• What to do:
Every line with "lapel" in it must be copied from the data.

■ ■ ■ ■

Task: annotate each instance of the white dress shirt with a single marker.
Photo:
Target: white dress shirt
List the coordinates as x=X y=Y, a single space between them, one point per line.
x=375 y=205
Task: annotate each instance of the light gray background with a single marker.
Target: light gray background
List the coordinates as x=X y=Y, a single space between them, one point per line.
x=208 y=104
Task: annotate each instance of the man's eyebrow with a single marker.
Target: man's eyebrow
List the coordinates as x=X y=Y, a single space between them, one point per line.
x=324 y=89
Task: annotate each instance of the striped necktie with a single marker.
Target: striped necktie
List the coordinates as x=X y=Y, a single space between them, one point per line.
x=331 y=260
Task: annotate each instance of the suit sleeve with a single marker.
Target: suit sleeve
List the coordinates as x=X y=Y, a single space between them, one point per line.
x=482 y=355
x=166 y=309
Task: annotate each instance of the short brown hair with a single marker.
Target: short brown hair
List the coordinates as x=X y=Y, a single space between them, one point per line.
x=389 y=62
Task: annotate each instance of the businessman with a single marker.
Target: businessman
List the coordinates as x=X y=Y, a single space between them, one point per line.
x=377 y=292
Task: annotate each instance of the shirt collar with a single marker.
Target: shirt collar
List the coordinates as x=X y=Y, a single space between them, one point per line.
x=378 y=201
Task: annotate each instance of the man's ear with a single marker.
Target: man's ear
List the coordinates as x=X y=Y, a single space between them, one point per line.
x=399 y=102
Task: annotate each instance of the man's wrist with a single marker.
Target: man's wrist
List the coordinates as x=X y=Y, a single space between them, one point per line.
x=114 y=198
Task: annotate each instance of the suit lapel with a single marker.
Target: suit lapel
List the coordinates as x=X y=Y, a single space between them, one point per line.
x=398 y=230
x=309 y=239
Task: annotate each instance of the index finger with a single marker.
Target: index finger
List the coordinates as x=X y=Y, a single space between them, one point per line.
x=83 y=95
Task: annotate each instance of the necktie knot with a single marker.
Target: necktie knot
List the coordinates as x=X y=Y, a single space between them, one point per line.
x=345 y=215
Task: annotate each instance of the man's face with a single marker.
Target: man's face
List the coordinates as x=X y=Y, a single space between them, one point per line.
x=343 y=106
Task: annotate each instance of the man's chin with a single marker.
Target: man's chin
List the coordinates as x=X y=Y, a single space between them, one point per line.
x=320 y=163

■ ■ ■ ■

• Task output:
Task: annotate each instance of the suit lapel with a single marker.
Target: suit lapel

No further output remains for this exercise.